EXERCISE: Copy the items below word for word, starting at the line that contains "The component shall return one point per instance of the white" and continuing through the last line of the items, with both ends included.

** start **

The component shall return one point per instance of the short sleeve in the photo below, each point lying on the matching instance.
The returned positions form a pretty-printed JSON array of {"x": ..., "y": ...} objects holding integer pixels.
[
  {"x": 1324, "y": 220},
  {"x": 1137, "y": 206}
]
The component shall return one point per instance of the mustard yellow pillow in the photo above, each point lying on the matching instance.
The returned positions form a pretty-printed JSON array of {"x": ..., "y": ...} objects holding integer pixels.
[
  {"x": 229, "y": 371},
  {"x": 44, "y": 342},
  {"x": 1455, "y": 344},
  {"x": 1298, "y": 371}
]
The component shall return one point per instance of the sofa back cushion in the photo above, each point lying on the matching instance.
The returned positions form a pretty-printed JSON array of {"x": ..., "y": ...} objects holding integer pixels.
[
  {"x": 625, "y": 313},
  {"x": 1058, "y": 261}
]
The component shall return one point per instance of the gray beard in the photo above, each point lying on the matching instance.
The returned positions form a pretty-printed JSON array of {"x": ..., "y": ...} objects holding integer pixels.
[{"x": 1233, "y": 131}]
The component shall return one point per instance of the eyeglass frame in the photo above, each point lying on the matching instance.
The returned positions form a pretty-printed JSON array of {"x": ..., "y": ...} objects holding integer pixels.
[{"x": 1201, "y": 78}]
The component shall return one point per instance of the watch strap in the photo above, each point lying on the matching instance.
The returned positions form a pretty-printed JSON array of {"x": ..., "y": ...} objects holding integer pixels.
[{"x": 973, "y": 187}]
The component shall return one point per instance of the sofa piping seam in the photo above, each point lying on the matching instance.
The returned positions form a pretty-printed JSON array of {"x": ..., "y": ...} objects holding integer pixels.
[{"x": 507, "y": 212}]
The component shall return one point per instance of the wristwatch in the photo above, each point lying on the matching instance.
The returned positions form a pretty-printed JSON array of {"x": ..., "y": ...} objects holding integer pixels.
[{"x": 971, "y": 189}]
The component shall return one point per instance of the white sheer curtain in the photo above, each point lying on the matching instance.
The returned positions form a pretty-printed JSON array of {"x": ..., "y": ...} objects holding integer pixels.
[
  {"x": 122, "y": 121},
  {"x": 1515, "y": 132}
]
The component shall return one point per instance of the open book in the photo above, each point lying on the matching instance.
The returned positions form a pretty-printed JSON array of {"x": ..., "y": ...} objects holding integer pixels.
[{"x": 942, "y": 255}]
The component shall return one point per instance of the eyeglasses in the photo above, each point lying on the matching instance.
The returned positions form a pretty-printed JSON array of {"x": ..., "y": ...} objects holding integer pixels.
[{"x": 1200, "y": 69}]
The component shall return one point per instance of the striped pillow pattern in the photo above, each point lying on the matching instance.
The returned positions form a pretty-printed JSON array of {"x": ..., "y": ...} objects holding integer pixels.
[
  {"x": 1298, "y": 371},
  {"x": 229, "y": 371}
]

** end **

EXERCISE OUTPUT:
The component shall return one point per instance of the white sheer curtain in the photo above, each point lying on the matching instance.
The returned positions form a pretty-printed JSON array of {"x": ..., "y": ...} objects holding integer pixels.
[
  {"x": 122, "y": 121},
  {"x": 1515, "y": 132}
]
The component shall return one point per instance of the open book in the photo above, each point lying on the matching instance.
The returned positions form a pretty-printed JSON array of {"x": ..., "y": ...} objects holding integer pixels.
[{"x": 942, "y": 255}]
The component shall return one point per instance of the eyeglasses in the photo above, each point lying on the matching instance.
The returned positions form a pretty-printed JSON array of {"x": ..., "y": ...} objects holding integer pixels.
[{"x": 1200, "y": 69}]
The component shall return one point per instance of the striped pillow pattern in the photo above, each point lying on the matching instance.
The returned positions form a pretty-printed JSON array of {"x": ..., "y": ...} objects holding integer pixels.
[
  {"x": 1298, "y": 371},
  {"x": 229, "y": 371}
]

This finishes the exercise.